Exercise objective
Skip the images. Copy the records exactly as written.

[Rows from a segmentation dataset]
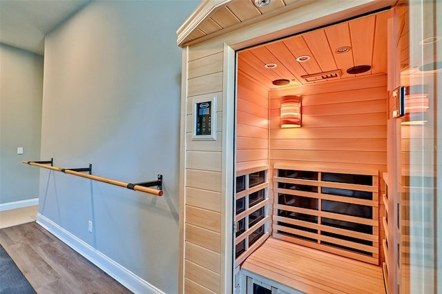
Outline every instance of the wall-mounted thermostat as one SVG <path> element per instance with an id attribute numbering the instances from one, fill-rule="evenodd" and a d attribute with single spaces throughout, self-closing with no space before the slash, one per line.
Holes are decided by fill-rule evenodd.
<path id="1" fill-rule="evenodd" d="M 193 110 L 193 140 L 216 140 L 216 97 L 195 98 Z"/>

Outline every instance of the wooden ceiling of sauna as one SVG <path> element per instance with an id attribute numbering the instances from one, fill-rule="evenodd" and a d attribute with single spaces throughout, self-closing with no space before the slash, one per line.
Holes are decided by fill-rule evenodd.
<path id="1" fill-rule="evenodd" d="M 280 79 L 289 80 L 286 86 L 291 86 L 386 73 L 387 18 L 387 12 L 372 14 L 241 51 L 238 55 L 238 69 L 267 88 L 278 88 L 272 81 Z M 336 52 L 343 46 L 351 49 Z M 311 59 L 297 61 L 296 58 L 302 55 Z M 266 63 L 277 66 L 265 68 Z M 363 65 L 372 68 L 358 75 L 347 73 L 348 68 Z M 305 77 L 336 70 L 342 74 L 337 78 L 308 81 Z"/>

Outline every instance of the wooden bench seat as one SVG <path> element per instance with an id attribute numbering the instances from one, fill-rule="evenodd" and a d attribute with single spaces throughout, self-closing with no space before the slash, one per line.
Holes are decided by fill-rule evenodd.
<path id="1" fill-rule="evenodd" d="M 272 237 L 241 269 L 307 293 L 385 293 L 381 266 Z"/>

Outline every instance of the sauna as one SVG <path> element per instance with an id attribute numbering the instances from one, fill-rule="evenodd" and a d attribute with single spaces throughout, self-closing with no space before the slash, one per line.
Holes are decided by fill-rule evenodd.
<path id="1" fill-rule="evenodd" d="M 439 68 L 414 65 L 407 1 L 356 2 L 203 3 L 178 30 L 181 292 L 410 293 L 413 271 L 434 277 L 436 161 L 410 158 L 435 139 Z"/>

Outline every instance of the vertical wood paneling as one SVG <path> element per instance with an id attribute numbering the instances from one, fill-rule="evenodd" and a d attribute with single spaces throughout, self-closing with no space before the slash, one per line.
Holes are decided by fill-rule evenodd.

Complete response
Outline every instance of the wall-mounted thermostat as one SVG <path> element per instance with an id attribute numbering the instances from one, fill-rule="evenodd" and a d attribute with single spaces throughout, self-closing with no space before the slash, one per line.
Holes are decided by fill-rule evenodd.
<path id="1" fill-rule="evenodd" d="M 193 110 L 193 140 L 216 140 L 216 97 L 195 98 Z"/>

Outline every instance of the wooden ceiling of sauna as one SVG <path> element per instance with an id attribute numbering the instances from one, fill-rule="evenodd" and a d attribute with single spaces throughout, self-closing with no space before the slash, one per line.
Holes are decided by fill-rule evenodd.
<path id="1" fill-rule="evenodd" d="M 280 79 L 289 80 L 286 86 L 291 86 L 386 73 L 387 18 L 387 12 L 372 14 L 241 51 L 238 55 L 238 69 L 267 88 L 278 88 L 272 81 Z M 336 52 L 343 46 L 351 49 Z M 311 59 L 297 61 L 296 58 L 302 55 Z M 266 63 L 277 66 L 265 68 Z M 363 65 L 372 68 L 358 75 L 347 73 L 348 68 Z M 305 77 L 336 70 L 342 74 L 337 78 L 308 81 Z"/>

Outline every instance of the wooden bench seat as one SVG <path> element per instance with an id attribute numbering the instances from one, fill-rule="evenodd" and a d attribute with single spaces throughout, self-closing with no space before the slash, one per line.
Holes are decided by fill-rule evenodd.
<path id="1" fill-rule="evenodd" d="M 272 237 L 241 269 L 307 293 L 385 293 L 381 266 Z"/>

Outline every instance of the sauna as one SVG <path> element per instance with an id attribute numbering the instances from one, fill-rule="evenodd" and a d attribute with single spaces throughout, self-closing with no space before the slash, one per line.
Holes are decided by fill-rule evenodd.
<path id="1" fill-rule="evenodd" d="M 439 68 L 414 65 L 407 1 L 356 2 L 203 3 L 178 30 L 181 292 L 410 293 L 413 271 L 434 277 L 436 161 L 410 158 L 435 139 Z"/>

Outline every instance of the vertical wood paneling as one SVG <path> element per instance with an id attribute numbering the instances from one, fill-rule="evenodd" and a d attribute with single spaces throughout, self-closing with no space before the slash, one per line.
Holes are decided by fill-rule evenodd.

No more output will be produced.